▶ **WHAT TO PRODUCE**
Across all the entries, how many lines hold "trunk"? Answer with that number and nothing else.

▶ **INPUT RECORDS**
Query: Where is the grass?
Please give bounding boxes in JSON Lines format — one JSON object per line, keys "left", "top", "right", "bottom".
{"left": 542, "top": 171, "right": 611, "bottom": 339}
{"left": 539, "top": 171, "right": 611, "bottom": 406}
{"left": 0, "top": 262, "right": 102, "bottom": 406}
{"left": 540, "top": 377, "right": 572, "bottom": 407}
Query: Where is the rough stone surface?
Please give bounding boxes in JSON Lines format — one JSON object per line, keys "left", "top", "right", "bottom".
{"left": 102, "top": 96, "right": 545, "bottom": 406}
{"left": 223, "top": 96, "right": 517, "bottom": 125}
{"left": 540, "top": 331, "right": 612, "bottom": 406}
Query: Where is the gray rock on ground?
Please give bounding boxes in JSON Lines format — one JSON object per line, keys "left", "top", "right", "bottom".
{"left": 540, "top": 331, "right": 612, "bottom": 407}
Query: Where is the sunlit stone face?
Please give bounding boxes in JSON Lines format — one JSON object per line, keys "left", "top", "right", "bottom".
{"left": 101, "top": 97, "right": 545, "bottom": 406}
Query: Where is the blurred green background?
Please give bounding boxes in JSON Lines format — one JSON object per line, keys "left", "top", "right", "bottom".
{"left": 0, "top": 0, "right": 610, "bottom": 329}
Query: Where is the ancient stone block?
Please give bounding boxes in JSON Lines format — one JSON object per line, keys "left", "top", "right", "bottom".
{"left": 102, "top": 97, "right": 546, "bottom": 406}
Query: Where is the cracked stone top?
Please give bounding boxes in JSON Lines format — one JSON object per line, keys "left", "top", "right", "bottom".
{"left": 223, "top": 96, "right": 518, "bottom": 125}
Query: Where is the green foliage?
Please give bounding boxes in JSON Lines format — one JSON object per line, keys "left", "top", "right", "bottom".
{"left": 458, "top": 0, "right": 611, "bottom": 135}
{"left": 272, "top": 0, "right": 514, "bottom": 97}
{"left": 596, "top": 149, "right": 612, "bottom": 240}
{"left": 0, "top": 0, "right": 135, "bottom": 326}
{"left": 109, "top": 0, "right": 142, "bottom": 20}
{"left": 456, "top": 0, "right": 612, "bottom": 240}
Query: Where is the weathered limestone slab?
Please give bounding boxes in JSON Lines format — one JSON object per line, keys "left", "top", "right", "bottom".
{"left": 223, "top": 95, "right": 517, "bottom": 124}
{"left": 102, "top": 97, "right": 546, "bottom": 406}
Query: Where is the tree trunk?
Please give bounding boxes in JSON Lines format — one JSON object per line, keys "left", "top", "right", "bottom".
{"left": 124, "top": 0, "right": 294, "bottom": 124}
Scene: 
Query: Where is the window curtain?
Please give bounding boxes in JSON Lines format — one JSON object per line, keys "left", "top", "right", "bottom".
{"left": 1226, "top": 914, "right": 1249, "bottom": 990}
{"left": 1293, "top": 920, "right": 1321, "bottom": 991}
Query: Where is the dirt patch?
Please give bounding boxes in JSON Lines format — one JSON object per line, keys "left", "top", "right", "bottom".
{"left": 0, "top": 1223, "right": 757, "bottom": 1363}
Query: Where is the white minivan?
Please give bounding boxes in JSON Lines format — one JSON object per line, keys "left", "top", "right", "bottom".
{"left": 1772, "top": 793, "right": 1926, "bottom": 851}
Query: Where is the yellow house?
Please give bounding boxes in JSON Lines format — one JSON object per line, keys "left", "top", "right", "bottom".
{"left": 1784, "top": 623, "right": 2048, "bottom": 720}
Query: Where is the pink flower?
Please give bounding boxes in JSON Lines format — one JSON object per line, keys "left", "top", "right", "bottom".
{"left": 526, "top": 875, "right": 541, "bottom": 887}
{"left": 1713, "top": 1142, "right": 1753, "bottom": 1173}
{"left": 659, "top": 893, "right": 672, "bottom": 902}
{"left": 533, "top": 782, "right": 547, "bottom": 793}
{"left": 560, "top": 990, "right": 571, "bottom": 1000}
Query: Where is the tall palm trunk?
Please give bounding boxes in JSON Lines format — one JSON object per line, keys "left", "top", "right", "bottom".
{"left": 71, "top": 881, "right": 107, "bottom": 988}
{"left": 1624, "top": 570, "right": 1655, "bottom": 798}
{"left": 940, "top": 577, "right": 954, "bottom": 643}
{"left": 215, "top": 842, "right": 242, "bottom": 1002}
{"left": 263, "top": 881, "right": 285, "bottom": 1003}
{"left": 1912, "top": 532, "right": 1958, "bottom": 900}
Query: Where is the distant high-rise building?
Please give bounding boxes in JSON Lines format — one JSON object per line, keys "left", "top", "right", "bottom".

▶ **RESPONSE BOX**
2